WHAT IS EXPECTED
Every entry must be given again exactly.

TASK DATA
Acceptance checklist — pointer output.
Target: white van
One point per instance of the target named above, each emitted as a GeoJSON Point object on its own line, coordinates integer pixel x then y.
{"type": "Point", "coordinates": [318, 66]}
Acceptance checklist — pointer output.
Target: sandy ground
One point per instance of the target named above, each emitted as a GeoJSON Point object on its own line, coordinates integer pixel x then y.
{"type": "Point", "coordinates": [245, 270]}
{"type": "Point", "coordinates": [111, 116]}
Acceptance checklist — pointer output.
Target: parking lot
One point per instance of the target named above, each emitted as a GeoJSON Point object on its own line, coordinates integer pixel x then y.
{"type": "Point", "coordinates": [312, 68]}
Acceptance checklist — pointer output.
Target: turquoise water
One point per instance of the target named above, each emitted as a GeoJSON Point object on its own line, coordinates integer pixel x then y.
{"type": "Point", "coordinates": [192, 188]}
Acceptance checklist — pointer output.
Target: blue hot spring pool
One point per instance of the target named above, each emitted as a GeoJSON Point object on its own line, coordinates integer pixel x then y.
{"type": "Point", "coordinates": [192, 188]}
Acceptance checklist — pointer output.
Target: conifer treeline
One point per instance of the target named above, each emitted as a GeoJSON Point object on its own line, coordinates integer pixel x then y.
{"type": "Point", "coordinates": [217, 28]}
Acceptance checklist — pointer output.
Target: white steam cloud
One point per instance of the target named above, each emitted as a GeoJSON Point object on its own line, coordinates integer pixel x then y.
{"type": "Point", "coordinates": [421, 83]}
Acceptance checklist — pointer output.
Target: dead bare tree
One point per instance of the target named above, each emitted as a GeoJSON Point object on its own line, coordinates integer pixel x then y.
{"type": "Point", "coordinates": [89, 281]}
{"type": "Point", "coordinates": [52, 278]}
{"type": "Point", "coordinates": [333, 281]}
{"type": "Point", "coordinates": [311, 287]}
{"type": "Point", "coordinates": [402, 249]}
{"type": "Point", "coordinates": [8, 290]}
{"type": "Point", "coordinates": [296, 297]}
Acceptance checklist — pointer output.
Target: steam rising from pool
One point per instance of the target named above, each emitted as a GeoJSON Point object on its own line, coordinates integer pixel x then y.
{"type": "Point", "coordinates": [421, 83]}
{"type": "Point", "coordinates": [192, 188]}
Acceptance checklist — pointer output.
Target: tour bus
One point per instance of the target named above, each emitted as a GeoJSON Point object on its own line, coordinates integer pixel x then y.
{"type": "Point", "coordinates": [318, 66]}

ANSWER IN FULL
Acceptance checklist — pointer output.
Target: white van
One point per instance of the target named above, each emitted as a GeoJSON Point object on its own line, coordinates integer pixel x then y.
{"type": "Point", "coordinates": [318, 66]}
Acceptance checklist — pointer output.
Target: sandy ground
One point per instance of the target named above, each emitted as a GeoJSON Point object on its own line, coordinates integer pixel x then y.
{"type": "Point", "coordinates": [245, 270]}
{"type": "Point", "coordinates": [111, 116]}
Acceptance checklist — pointer output.
Target: parking lot
One point per instance of the target named above, each emitted as a GeoJSON Point object on its own line, coordinates integer pixel x then y.
{"type": "Point", "coordinates": [312, 68]}
Acceptance checklist — pointer output.
Target: turquoise water
One point per instance of the target named above, each emitted as a GeoJSON Point object on its own line, coordinates integer pixel x then y.
{"type": "Point", "coordinates": [192, 188]}
Acceptance checklist — pointer output.
Target: blue hot spring pool
One point per instance of the target named above, each emitted as a GeoJSON Point object on its own line, coordinates integer pixel x then y.
{"type": "Point", "coordinates": [192, 188]}
Acceptance checklist — pointer output.
Target: conifer treeline
One point per instance of the target named above, each emitted as a GeoJSON Point object on its own line, coordinates integer pixel x then y.
{"type": "Point", "coordinates": [217, 28]}
Acceptance checklist — pointer output.
Target: white steam cloud
One point per instance of the target named above, each emitted as a GeoJSON Point object on its own line, coordinates integer pixel x then y.
{"type": "Point", "coordinates": [421, 83]}
Acceptance checklist — pointer output.
Target: dead bare tree
One point per instance of the target named above, each emitted as a GeoJSON Point object on its own line, coordinates integer pixel x then y.
{"type": "Point", "coordinates": [89, 281]}
{"type": "Point", "coordinates": [52, 278]}
{"type": "Point", "coordinates": [333, 281]}
{"type": "Point", "coordinates": [311, 287]}
{"type": "Point", "coordinates": [402, 249]}
{"type": "Point", "coordinates": [8, 290]}
{"type": "Point", "coordinates": [296, 297]}
Acceptance checklist — pointer output.
Target: steam rising from pool
One point per instance of the target named above, each emitted as a GeoJSON Point object on its own line, coordinates integer pixel x then y.
{"type": "Point", "coordinates": [421, 83]}
{"type": "Point", "coordinates": [192, 188]}
Acceptance checklist — pointer output.
Target: tour bus
One point per instance of the target named above, each emitted as a GeoJSON Point object on its own line, coordinates integer pixel x then y.
{"type": "Point", "coordinates": [318, 66]}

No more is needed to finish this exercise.